───── PASSAGE SHOWN ─────

The Conversion of Photoinactive Protochlorophyllide633 to Phototransformable Protochlorophyllide650 in Etiolated Bean Leaves Treated with δ-Aminolevulinic Acid

Abstract

The relationship of phototransformable protochlorophyllide to photoinactive protochlorophyllide has been studied in primary leaves of 7- to 9-day-old dark-grown bean (Phaseolus vulgaris L. var. Red Kidney) seedlings. Various levels of photoinactive protochlorophyllide, absorbing at 633 nm in vivo, were induced by administering delta-aminolevulinic acid to the leaves in darkness. Phototransformable protochlorophyllide, absorbing at 650 nm in vivo, was subsequently transformed to chlorophyllide by a light flash, and the regeneration of the photoactive pigment was followed by monitoring the absorbance increase at 650 nm in vivo. A small increase in the level of protochlorophyllide(633) causes a marked increase in the extent of regeneration of protochlorphyllide(650) following a flash. High levels of the inactive pigment species, however, retard the capacity to reform photoactive protochlorophyllide. A nonstoichiometric and kinetically complex decrease in absorbance at 633 nm in vivo accompanied the absorbance increase at 650 nm. The half-time for protochlorophyllide(650) regeneration in control leaves was found to be three times longer than the half-time for conversion of chlorophyllide(678) to chlorophyllide(683) at 22 C. The results are consistent with the hypothesis that protochlorophyllide(633) is a direct precursor of protochlorophyllide(650) and that the protein moiety of the protochlorophyllide holochrome acts as a "photoenzyme" in the conversion of protochlorophylide to chlorophyllide.

───── MATERIAL PROVIDED ─────

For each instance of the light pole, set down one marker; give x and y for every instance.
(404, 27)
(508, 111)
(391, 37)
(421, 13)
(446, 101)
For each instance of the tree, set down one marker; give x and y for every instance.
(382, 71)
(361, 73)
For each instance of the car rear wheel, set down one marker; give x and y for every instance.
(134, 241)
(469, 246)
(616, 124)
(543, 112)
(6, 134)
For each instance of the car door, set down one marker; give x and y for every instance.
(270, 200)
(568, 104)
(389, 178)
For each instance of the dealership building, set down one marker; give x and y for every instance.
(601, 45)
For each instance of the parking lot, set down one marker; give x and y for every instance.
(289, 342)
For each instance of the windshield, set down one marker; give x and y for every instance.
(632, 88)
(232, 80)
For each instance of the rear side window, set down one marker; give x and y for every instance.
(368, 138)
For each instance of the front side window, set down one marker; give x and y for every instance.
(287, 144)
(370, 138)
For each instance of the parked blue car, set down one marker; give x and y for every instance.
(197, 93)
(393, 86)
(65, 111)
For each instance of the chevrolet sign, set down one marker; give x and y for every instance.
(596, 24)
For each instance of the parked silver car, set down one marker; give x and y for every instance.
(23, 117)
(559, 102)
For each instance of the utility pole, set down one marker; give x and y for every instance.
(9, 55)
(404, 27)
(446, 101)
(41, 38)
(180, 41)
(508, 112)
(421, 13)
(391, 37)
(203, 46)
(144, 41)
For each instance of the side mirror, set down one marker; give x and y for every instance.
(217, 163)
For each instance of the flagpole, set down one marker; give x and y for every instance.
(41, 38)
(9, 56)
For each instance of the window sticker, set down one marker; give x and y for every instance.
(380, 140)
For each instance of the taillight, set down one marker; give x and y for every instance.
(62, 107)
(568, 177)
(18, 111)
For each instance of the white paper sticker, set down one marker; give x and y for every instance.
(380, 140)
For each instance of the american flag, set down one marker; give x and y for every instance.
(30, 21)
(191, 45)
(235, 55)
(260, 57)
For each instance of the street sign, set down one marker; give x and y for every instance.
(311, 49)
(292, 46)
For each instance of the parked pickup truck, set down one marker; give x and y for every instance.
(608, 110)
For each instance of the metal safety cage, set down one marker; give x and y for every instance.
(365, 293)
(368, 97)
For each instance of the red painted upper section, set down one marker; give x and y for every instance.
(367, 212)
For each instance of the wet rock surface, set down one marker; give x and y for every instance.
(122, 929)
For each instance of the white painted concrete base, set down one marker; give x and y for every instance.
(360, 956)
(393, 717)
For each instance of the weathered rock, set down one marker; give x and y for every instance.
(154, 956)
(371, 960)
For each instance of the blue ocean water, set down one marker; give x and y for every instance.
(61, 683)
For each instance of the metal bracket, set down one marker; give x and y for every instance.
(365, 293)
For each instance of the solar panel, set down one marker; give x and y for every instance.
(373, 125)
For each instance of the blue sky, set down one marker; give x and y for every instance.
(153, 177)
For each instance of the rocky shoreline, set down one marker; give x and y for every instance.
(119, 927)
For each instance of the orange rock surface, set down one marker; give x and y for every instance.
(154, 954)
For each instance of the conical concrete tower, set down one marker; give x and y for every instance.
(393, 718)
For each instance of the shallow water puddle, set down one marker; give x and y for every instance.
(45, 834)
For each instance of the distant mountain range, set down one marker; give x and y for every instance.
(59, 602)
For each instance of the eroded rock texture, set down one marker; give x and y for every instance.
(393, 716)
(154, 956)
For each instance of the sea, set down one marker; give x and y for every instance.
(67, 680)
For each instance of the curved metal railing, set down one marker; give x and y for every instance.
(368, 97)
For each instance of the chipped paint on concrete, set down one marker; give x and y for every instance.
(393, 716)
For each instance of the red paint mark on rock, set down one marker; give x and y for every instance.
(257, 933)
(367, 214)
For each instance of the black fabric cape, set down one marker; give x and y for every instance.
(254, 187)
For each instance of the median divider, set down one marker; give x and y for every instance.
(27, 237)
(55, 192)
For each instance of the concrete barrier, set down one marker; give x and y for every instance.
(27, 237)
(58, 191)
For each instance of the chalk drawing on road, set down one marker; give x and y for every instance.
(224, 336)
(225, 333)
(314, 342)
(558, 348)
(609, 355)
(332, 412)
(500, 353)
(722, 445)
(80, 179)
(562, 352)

─────

## HOW TO COMPLETE THIS TASK
In the abstract on bean-leaf protochlorophyllide, at what wavelength does photoinactive protochlorophyllide absorb in vivo? The lines have no connection to the abstract on bean-leaf protochlorophyllide.

## SOLUTION TO THIS PROBLEM
633 nm